_Task:_
Which lines of the entries below contain the string "leafy"? Copy each one.

Referring expression data

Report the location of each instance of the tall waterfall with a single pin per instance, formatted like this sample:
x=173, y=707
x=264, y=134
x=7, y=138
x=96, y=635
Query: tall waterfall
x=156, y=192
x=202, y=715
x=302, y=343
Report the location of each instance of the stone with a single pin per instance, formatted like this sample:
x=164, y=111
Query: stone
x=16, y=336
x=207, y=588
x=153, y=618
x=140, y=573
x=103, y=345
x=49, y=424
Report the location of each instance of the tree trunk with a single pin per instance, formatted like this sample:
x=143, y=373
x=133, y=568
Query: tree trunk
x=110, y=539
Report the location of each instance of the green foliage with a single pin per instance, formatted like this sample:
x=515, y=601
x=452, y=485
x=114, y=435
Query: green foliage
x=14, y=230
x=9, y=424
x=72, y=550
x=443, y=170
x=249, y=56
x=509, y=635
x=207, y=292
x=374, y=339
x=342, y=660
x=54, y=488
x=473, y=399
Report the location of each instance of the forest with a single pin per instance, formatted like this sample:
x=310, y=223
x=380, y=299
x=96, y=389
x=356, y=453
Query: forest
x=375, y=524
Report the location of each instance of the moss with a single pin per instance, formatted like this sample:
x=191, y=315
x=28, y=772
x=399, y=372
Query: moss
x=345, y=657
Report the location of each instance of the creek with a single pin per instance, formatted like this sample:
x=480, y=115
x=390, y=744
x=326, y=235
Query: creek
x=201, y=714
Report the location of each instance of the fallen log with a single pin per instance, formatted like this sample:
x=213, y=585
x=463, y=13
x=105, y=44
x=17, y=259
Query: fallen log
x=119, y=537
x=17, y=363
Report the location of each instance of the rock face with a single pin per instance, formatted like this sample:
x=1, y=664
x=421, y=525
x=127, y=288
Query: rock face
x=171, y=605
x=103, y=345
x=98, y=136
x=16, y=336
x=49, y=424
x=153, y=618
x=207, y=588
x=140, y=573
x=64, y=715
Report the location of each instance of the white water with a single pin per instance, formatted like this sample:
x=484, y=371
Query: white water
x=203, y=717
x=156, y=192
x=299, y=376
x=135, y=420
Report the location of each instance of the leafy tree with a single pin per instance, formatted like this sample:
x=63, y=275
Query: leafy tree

_Exercise result:_
Report the location of each instance of the leafy tree with a single pin per instance, formatted like this sample:
Query: leafy tree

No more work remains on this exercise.